REQUIRED ACTION => These records need to be repeated exactly, every one of them.

##### DATASET RECORDS #####

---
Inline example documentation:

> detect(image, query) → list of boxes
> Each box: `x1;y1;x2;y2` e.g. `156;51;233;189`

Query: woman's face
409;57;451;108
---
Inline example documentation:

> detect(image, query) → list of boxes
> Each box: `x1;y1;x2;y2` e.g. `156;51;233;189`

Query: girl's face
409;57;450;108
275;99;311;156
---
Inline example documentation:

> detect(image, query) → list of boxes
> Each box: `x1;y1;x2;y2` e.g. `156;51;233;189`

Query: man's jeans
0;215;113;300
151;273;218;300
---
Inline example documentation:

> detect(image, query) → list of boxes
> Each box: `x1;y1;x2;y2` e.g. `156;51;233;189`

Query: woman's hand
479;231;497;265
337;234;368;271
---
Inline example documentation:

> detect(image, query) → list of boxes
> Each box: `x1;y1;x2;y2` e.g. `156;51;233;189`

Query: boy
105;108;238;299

#####

WRITTEN ANSWER =>
---
Inline example documentation:

> detect(image, query) → list of boxes
> Each box: `x1;y1;x2;y2` e.g. `156;51;233;189`

Query: woman's face
409;57;451;108
---
Inline example documentation:

> detect(image, query) → list of boxes
> Each box: `x1;y1;x2;y2` e.g. `156;51;233;189`

Query: girl's face
409;57;450;108
275;99;311;156
---
Inline example documentation:

> detect(image, query) → list of boxes
> Each box: `x1;y1;x2;y2` e.g. `156;51;233;189`

Query: man's jeans
0;215;113;300
151;273;218;300
---
Inline example documentation:

> detect(image, query) → list of boxes
> Each box: `x1;y1;x2;y2` e.g. `156;51;233;189`

Query: woman's hand
479;231;497;265
337;234;368;271
---
Inline example documentation:

> detect(image, query) → list of boxes
> Each box: `x1;y1;x2;y2` e.g. `156;51;233;189`

Query: boy
105;108;238;299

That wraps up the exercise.